*What to work on*
Could you copy exactly the lines from the one containing "Query: handrail" through the last line of the records below, and nothing else?

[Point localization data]
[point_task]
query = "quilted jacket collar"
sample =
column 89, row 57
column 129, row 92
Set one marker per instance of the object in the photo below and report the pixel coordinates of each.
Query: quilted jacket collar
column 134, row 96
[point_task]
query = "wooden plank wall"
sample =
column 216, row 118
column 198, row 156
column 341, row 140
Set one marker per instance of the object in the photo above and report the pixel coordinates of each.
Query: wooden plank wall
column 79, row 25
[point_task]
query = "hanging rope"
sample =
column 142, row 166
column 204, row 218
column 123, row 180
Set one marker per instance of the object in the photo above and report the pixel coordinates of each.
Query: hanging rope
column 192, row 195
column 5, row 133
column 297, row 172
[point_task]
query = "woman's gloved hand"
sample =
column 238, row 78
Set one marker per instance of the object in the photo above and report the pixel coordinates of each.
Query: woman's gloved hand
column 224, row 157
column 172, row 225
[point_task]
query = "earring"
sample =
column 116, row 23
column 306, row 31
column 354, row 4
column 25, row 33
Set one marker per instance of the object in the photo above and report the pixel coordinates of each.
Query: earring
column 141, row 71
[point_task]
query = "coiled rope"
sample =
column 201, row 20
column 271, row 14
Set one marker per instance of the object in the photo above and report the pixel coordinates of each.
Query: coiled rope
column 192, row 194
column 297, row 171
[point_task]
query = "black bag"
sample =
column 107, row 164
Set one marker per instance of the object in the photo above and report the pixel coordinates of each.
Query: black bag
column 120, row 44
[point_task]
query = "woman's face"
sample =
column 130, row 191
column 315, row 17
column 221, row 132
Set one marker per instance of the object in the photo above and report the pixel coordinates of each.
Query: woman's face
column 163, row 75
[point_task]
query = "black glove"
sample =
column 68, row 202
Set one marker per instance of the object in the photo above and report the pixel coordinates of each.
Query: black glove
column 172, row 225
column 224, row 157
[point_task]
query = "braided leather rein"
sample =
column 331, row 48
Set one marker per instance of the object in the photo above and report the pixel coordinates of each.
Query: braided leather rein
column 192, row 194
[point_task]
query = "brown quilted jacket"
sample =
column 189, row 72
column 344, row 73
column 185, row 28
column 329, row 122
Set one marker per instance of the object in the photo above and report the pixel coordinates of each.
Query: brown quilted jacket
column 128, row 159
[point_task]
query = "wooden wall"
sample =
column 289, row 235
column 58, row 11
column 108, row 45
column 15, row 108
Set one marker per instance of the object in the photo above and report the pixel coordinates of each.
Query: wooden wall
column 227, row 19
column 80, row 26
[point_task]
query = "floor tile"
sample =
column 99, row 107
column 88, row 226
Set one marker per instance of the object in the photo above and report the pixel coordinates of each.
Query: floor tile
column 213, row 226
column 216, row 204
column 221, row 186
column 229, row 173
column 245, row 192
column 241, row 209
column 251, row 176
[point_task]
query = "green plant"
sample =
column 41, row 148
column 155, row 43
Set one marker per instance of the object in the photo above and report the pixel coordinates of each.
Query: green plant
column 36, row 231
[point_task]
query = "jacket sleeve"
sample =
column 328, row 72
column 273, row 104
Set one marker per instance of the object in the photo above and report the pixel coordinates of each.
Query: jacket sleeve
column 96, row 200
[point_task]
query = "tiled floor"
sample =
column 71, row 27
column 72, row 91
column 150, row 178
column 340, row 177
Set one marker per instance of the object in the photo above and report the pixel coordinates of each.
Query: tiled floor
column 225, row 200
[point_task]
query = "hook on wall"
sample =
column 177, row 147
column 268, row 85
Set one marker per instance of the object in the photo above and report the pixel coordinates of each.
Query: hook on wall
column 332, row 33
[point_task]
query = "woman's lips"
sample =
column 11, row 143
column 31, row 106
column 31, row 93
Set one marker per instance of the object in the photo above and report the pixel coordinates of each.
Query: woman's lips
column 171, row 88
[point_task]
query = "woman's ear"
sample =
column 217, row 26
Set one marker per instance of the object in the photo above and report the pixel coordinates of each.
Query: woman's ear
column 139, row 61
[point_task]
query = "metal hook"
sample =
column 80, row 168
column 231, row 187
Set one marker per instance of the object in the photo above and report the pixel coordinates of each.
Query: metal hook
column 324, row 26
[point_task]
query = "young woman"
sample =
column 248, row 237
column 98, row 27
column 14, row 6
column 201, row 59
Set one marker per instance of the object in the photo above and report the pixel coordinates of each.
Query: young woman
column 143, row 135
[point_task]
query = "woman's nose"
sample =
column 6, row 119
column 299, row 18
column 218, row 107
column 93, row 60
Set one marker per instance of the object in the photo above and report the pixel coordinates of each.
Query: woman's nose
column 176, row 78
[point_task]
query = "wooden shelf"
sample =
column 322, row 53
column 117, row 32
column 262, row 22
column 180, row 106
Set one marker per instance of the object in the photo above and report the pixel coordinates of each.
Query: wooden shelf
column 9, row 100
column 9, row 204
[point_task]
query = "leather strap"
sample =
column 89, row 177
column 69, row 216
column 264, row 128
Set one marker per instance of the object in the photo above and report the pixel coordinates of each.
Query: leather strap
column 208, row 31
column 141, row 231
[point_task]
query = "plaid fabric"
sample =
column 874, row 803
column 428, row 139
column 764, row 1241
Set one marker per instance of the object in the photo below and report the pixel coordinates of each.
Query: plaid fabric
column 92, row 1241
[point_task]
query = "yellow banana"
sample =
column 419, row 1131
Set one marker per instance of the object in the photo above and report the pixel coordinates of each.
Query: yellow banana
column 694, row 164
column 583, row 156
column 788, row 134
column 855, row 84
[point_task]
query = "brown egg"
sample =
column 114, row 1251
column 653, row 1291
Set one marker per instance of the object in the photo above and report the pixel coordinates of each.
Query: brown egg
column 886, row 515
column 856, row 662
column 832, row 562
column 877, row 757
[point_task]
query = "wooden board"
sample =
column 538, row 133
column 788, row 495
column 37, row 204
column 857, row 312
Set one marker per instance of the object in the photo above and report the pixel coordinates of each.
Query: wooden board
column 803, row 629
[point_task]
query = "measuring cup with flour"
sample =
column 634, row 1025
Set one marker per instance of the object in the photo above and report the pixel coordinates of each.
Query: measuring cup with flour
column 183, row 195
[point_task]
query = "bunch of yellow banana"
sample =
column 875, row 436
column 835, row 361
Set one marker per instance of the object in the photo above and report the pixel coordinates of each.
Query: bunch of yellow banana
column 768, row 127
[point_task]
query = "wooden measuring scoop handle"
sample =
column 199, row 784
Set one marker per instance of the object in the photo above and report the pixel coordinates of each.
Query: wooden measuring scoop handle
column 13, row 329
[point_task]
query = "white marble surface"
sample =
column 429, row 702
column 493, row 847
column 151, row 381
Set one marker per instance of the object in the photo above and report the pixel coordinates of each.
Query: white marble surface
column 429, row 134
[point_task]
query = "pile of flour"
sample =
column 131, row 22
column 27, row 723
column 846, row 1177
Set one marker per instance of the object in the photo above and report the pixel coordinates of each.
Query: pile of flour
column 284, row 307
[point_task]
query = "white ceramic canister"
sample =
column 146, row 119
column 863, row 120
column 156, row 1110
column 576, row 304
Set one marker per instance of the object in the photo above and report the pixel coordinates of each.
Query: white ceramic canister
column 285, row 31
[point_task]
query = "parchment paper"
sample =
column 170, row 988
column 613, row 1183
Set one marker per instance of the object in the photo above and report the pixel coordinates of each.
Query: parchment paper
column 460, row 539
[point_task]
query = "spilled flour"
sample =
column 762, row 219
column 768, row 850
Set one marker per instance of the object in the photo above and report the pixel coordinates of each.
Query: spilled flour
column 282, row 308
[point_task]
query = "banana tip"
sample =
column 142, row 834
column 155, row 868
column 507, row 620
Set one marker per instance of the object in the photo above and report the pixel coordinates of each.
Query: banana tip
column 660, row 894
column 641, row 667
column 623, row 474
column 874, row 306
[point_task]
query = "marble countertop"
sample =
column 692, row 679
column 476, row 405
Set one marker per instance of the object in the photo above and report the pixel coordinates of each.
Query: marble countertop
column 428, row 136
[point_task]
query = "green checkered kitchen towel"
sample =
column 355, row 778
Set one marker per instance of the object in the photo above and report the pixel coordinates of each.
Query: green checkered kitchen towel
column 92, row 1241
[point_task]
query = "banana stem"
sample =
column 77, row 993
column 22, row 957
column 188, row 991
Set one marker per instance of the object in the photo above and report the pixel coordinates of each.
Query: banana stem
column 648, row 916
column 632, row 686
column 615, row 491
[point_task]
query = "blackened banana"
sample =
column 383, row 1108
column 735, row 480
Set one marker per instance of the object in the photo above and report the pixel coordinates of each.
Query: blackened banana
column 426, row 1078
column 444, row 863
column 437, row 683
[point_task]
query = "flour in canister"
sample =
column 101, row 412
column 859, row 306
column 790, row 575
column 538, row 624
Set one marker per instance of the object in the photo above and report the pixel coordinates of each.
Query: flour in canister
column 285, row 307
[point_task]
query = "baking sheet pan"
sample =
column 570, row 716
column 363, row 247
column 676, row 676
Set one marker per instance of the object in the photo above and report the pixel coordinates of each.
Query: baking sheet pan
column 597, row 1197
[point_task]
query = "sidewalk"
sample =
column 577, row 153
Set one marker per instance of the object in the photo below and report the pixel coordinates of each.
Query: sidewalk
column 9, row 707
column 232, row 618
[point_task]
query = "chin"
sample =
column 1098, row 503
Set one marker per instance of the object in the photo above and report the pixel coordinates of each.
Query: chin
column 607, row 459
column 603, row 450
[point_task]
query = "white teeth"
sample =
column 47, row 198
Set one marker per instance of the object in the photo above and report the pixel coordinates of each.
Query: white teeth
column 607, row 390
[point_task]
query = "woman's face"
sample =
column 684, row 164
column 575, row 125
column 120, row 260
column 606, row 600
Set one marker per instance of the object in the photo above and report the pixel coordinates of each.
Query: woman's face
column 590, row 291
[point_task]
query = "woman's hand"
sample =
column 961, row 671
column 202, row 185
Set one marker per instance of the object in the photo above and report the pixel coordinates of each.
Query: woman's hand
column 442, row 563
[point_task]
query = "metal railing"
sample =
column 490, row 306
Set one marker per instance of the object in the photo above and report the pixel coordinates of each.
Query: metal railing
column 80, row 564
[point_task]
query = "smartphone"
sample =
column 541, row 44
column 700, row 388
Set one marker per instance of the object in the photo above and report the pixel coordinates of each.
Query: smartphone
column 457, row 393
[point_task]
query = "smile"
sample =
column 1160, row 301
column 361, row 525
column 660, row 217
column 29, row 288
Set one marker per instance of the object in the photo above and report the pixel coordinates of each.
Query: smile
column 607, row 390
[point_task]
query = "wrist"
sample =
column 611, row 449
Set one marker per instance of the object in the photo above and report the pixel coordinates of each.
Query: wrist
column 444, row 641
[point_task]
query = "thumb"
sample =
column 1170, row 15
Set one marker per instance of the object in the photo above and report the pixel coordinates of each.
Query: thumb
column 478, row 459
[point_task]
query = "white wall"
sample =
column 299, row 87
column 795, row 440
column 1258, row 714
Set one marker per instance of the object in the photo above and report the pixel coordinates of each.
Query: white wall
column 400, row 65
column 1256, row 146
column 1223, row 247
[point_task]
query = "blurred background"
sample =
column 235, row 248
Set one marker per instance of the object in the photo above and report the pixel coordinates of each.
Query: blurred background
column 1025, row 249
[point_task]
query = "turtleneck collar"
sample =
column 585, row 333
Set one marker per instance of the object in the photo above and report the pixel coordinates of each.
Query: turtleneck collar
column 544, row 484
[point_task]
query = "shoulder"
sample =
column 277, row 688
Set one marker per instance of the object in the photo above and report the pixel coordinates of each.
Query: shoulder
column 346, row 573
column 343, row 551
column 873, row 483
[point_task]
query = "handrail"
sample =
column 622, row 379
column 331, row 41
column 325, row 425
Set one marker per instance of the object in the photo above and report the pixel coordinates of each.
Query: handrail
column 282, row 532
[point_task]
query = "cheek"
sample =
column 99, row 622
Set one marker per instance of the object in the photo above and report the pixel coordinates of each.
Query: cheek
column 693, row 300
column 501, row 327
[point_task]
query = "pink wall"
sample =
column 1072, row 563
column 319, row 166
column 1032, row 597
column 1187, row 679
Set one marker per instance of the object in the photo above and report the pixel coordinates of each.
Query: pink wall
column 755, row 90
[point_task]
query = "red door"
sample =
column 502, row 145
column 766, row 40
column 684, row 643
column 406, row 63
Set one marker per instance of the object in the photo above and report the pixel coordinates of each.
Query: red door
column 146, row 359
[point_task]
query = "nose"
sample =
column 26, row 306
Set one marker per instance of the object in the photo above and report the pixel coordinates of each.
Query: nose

*Response box*
Query: handrail
column 282, row 532
[point_task]
query = "cheek"
sample =
column 99, row 622
Set one marker per instance of the object in the photo above and report the pixel coordinates of each.
Query: cheek
column 693, row 300
column 501, row 327
[point_task]
query = "pink wall"
sample =
column 1072, row 563
column 319, row 166
column 1032, row 597
column 1187, row 679
Set one marker per instance of the object in the photo above and report the pixel coordinates of each.
Query: pink wall
column 755, row 90
[point_task]
query = "red door"
sample =
column 502, row 145
column 766, row 40
column 684, row 643
column 406, row 63
Set one marker per instance of the object in the photo above and report the pixel coordinates of each.
Query: red door
column 146, row 359
[point_task]
query = "nose"
sample =
column 26, row 306
Set one marker per instance of the object in the photo above and report the pixel coordinates of each.
Query: nose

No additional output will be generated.